> Aim: Copy every row below verbatim, leaving the pictures out of your answer.

⁂

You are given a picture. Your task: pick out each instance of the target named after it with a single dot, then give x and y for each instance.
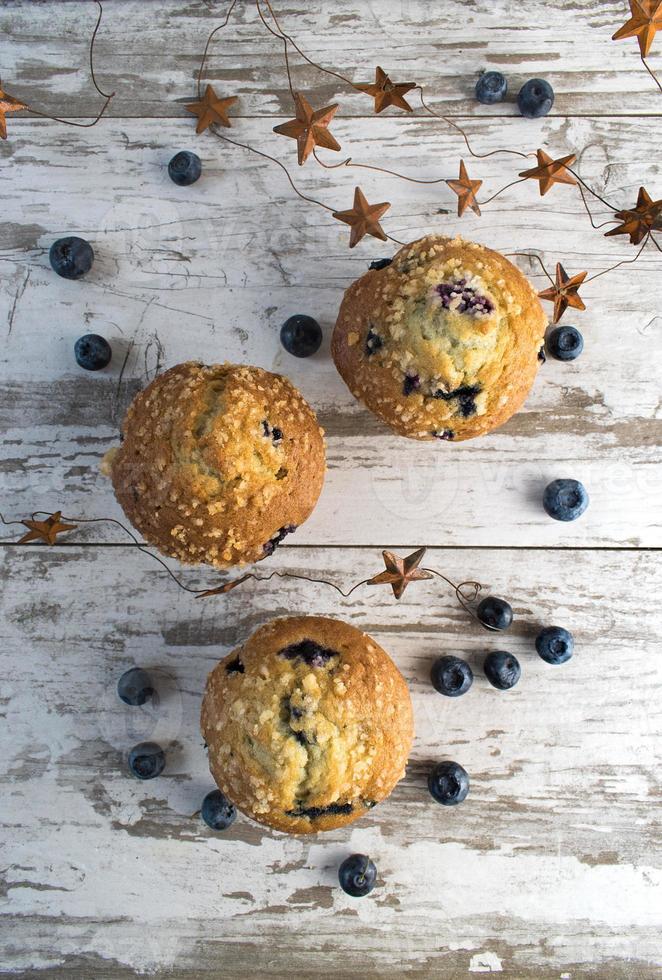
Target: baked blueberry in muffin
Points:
(218, 464)
(442, 343)
(308, 724)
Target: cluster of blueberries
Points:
(534, 99)
(448, 782)
(147, 759)
(357, 874)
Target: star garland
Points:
(398, 572)
(644, 23)
(310, 129)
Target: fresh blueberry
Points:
(565, 343)
(217, 811)
(502, 669)
(535, 98)
(92, 352)
(555, 645)
(451, 676)
(146, 760)
(357, 875)
(491, 87)
(135, 686)
(301, 335)
(565, 500)
(71, 257)
(494, 613)
(448, 783)
(185, 168)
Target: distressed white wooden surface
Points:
(551, 868)
(212, 271)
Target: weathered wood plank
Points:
(548, 867)
(443, 46)
(212, 271)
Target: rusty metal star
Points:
(466, 191)
(640, 220)
(564, 292)
(386, 93)
(211, 109)
(309, 128)
(363, 218)
(550, 172)
(47, 530)
(401, 571)
(7, 104)
(644, 23)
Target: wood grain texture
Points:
(550, 866)
(212, 271)
(441, 45)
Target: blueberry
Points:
(301, 336)
(494, 613)
(217, 811)
(565, 343)
(555, 645)
(502, 669)
(448, 783)
(535, 98)
(92, 352)
(146, 760)
(491, 87)
(310, 652)
(411, 384)
(565, 500)
(71, 257)
(357, 875)
(135, 686)
(451, 676)
(185, 168)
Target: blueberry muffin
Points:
(218, 464)
(308, 725)
(443, 342)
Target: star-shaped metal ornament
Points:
(401, 571)
(640, 220)
(363, 218)
(386, 93)
(47, 530)
(564, 292)
(309, 128)
(211, 109)
(466, 191)
(7, 104)
(645, 21)
(550, 172)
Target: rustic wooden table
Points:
(549, 869)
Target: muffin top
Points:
(218, 463)
(443, 343)
(308, 724)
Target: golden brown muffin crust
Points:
(218, 462)
(443, 343)
(308, 724)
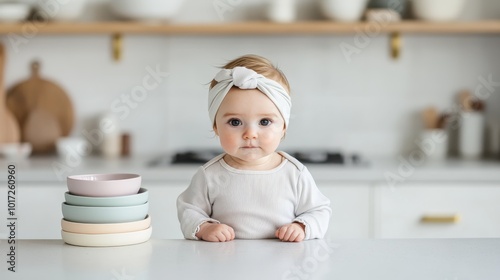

⁂

> Response to this task:
You are given a picture. Your task: pick out each instance of the target named after it with a single dot, then give x and y for each instance.
Target: baked blueberry in muffin
Points:
(218, 464)
(442, 343)
(308, 724)
Target: cluster of blueberries
Points:
(534, 99)
(448, 782)
(147, 759)
(357, 874)
Target: star garland
Points:
(398, 572)
(644, 23)
(310, 129)
Target: fresh blueberry
Points:
(565, 343)
(217, 811)
(502, 669)
(535, 98)
(92, 352)
(555, 645)
(451, 676)
(146, 760)
(357, 875)
(491, 87)
(135, 686)
(301, 335)
(565, 500)
(71, 257)
(494, 613)
(448, 783)
(185, 168)
Target: distressed white wooden surface
Points:
(551, 868)
(212, 271)
Target: weathered wood plank
Points:
(548, 867)
(443, 46)
(212, 271)
Target: rusty metal star
Points:
(466, 191)
(640, 220)
(564, 292)
(386, 93)
(211, 109)
(309, 128)
(363, 218)
(550, 172)
(47, 530)
(401, 571)
(7, 104)
(644, 23)
Target: wood grain texture
Points:
(550, 866)
(212, 271)
(441, 45)
Target: blueberry
Points:
(301, 336)
(494, 613)
(217, 811)
(565, 343)
(555, 645)
(502, 669)
(448, 783)
(535, 98)
(92, 352)
(146, 760)
(491, 87)
(310, 652)
(411, 384)
(565, 500)
(71, 257)
(357, 875)
(135, 686)
(451, 676)
(185, 168)
Target: blueberry muffin
Points:
(218, 464)
(308, 725)
(443, 342)
Target: star-shaped metal ornament
Points:
(401, 571)
(640, 220)
(363, 218)
(386, 93)
(47, 530)
(564, 292)
(309, 128)
(211, 109)
(466, 191)
(7, 104)
(645, 21)
(550, 172)
Target: rustic wooden table
Points:
(549, 869)
Target: muffin top
Points:
(218, 463)
(443, 343)
(308, 724)
Target: golden brown muffin crust
Points:
(218, 462)
(443, 343)
(308, 724)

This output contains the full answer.